Your objective:
Reproduce the items verbatim, from their first line up to and including the line that contains "box: [331, 203, 337, 227]".

.....

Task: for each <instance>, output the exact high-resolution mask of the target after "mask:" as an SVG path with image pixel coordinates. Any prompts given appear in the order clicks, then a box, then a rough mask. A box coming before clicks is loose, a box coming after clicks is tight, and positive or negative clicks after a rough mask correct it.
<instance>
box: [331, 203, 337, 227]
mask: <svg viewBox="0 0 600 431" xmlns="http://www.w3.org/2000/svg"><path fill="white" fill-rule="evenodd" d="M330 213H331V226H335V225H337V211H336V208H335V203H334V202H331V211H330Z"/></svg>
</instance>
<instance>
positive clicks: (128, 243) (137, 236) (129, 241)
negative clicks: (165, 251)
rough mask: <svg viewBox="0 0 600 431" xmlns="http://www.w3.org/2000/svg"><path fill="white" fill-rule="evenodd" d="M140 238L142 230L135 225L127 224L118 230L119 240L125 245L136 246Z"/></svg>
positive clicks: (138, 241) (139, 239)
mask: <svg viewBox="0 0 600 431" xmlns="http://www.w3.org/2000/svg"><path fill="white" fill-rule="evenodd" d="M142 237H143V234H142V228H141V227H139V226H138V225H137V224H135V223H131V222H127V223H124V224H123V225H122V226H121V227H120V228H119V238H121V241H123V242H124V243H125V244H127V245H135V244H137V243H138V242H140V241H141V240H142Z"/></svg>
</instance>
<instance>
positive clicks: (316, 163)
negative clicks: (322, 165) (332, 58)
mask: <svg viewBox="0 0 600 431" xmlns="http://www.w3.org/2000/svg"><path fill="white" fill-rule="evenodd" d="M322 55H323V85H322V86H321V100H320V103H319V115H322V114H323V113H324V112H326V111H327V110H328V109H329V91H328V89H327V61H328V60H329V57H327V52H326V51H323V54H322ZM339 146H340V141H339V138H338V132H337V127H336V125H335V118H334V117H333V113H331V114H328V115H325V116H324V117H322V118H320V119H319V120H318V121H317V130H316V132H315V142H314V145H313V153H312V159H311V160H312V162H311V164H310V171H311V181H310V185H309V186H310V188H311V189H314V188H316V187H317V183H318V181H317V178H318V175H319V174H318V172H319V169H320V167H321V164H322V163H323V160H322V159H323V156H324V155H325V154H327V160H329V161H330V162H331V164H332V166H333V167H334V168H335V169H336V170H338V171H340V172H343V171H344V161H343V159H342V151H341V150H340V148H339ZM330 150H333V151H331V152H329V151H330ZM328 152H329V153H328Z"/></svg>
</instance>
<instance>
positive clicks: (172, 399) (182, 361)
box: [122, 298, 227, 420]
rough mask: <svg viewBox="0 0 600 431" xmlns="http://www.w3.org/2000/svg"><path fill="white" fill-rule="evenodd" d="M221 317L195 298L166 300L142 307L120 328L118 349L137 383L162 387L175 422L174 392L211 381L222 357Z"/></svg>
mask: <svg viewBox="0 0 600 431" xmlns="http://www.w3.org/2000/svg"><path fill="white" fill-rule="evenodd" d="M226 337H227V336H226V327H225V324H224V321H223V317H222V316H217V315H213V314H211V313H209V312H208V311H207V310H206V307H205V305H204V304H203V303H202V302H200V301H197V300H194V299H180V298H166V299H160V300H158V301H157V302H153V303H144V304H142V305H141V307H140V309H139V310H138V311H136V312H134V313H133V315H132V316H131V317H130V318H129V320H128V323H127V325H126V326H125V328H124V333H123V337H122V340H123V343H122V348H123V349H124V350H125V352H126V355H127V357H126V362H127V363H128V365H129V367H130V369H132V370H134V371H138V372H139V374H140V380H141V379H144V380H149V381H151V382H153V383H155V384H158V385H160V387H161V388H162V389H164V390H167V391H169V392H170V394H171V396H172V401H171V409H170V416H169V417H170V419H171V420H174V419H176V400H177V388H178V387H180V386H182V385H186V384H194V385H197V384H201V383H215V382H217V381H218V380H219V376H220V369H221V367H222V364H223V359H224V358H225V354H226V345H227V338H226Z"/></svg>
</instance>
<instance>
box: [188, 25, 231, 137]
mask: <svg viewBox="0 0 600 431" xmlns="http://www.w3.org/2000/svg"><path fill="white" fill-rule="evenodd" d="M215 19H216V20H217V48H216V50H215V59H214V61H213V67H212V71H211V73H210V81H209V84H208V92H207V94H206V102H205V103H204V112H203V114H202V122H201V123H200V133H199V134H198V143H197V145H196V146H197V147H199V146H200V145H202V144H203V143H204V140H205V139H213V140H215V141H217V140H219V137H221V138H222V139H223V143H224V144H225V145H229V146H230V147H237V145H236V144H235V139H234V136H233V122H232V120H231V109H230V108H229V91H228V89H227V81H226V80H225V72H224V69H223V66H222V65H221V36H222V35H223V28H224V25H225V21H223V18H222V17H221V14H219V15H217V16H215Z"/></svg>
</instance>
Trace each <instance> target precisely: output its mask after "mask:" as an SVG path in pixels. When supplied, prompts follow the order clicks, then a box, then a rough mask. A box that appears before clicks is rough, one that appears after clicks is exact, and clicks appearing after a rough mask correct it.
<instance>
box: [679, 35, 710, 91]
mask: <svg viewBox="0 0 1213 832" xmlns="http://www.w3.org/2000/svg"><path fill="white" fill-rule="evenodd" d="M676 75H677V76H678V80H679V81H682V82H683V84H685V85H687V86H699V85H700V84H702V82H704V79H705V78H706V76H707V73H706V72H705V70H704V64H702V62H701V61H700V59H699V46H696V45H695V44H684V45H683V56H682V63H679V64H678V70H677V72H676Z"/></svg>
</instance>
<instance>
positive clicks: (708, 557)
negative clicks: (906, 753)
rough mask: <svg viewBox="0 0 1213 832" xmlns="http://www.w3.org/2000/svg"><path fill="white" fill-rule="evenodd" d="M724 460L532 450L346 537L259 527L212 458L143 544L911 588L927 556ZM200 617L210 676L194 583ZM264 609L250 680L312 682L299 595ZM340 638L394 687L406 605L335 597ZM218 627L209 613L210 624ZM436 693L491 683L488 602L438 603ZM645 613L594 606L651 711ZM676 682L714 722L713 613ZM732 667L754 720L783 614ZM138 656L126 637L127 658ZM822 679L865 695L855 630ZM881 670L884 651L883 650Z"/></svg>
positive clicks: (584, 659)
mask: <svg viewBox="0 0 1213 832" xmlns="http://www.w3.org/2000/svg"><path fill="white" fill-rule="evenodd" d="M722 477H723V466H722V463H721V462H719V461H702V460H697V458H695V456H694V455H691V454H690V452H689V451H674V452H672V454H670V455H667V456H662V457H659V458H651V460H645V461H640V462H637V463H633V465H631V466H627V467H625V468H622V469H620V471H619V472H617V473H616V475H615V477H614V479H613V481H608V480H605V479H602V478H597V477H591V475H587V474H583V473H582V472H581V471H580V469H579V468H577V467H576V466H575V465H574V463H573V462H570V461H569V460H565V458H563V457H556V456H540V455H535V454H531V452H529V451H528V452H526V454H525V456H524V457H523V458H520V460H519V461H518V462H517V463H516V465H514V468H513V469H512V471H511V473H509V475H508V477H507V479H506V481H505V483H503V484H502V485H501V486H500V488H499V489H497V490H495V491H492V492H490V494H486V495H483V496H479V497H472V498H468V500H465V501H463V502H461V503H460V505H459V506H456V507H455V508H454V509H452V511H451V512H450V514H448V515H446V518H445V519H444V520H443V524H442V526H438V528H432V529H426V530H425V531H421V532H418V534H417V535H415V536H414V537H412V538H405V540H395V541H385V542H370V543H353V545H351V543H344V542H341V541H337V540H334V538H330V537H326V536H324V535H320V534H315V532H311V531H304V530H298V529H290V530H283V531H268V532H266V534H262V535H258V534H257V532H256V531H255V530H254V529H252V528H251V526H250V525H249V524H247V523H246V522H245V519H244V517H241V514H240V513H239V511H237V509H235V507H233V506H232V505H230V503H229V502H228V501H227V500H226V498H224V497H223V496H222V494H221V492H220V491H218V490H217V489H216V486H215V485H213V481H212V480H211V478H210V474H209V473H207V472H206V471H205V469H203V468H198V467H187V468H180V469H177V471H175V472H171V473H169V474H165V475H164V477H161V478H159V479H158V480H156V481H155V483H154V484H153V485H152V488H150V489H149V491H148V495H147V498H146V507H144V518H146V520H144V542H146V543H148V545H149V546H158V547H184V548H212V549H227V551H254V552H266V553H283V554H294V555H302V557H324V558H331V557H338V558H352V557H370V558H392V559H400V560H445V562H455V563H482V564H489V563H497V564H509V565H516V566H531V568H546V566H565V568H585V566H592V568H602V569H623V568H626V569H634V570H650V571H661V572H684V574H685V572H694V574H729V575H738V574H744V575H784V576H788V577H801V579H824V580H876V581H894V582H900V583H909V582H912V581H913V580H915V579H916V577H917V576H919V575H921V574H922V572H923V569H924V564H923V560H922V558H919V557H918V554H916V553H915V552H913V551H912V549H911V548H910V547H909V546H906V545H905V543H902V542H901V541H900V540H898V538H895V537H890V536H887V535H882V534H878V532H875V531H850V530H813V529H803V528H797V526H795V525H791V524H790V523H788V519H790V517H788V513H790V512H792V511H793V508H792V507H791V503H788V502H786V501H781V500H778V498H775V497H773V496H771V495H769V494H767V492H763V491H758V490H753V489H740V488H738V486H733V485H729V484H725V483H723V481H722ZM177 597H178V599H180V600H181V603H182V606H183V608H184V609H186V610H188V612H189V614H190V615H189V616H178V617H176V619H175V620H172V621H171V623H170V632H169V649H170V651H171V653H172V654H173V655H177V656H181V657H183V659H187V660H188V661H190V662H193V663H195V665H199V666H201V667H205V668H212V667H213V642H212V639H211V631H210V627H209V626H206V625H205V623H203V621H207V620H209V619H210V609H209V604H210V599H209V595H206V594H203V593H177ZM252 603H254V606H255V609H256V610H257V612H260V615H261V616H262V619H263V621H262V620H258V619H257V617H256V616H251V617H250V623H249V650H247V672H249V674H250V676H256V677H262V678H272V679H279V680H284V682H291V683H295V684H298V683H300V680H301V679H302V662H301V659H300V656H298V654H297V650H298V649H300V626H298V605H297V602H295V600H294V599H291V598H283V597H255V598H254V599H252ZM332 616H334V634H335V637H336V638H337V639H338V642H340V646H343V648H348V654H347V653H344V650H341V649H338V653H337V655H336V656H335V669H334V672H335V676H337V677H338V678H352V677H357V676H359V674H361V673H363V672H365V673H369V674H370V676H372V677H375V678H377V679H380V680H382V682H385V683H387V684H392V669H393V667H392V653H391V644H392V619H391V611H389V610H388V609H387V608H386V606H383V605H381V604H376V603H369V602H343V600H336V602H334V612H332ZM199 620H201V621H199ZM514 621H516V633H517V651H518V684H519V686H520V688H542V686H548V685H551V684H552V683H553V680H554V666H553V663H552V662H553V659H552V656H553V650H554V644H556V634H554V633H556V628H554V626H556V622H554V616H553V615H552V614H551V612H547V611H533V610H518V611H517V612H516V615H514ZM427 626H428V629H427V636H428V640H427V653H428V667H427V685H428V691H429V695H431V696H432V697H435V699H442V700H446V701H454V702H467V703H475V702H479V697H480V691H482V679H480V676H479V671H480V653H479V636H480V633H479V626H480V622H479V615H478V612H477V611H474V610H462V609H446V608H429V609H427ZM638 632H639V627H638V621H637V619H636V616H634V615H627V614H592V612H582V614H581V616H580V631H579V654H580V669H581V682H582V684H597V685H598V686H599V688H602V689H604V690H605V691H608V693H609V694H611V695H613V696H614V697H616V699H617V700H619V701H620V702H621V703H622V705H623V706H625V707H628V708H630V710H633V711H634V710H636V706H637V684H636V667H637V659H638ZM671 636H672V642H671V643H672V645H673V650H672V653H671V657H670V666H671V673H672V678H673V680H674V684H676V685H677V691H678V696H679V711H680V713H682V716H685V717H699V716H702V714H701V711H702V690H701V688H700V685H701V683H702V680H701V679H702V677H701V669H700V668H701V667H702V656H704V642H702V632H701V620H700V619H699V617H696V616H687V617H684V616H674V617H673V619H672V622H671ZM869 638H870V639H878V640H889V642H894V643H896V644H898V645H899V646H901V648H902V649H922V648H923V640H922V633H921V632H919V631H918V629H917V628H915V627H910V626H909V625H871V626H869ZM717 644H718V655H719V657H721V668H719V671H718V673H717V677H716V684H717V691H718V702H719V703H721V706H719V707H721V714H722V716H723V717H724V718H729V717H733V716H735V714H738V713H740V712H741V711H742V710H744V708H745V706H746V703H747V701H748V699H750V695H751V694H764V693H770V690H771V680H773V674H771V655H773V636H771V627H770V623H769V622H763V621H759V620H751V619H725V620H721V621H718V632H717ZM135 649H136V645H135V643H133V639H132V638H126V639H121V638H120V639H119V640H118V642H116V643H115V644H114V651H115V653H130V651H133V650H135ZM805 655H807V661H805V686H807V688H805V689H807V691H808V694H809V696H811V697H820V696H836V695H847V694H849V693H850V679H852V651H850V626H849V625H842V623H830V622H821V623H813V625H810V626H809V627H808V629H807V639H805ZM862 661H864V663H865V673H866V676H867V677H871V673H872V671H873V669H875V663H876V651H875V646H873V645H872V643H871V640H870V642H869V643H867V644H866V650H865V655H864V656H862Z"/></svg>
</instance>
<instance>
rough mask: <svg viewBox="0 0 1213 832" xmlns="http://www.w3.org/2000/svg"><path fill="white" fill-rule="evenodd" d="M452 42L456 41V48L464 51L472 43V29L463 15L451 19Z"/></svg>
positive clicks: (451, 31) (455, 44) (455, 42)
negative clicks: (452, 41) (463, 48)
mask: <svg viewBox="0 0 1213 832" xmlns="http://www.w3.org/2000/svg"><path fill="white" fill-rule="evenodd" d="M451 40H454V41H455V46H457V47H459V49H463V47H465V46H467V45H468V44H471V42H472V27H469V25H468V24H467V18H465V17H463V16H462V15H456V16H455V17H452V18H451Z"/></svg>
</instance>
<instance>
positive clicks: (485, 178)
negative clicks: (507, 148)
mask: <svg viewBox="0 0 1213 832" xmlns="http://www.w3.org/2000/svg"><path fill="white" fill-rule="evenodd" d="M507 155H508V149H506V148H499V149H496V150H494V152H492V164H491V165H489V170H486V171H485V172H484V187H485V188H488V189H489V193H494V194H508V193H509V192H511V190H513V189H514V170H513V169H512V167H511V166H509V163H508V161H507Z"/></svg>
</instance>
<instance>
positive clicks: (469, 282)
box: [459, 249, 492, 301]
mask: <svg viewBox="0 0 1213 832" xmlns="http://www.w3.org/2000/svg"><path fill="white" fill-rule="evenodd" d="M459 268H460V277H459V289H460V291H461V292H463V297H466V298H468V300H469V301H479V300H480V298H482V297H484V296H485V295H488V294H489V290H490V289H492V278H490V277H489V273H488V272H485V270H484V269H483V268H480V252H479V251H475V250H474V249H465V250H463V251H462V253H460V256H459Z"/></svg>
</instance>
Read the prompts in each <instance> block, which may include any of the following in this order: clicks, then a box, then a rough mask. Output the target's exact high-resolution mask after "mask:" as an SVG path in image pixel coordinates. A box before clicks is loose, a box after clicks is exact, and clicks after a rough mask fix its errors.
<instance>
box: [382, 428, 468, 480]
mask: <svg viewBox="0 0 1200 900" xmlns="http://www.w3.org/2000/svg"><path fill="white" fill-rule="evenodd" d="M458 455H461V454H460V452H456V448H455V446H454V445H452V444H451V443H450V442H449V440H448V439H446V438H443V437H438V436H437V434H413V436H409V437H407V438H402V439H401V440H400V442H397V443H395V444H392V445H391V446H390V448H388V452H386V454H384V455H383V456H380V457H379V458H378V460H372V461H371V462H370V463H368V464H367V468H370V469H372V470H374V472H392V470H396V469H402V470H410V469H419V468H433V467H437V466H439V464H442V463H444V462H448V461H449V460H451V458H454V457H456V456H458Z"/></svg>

.....

Solution to this problem:
Task: for each <instance>, output the exact high-resolution mask of the target after "mask:" as an SVG path with image pixel coordinates. Any prompts given appear in the order clicks, then a box, then a rough mask. A box coming before clicks is loose, a box coming after clicks is tight, and positive or negative clicks after a rough mask correct it.
<instance>
box: [331, 203, 337, 227]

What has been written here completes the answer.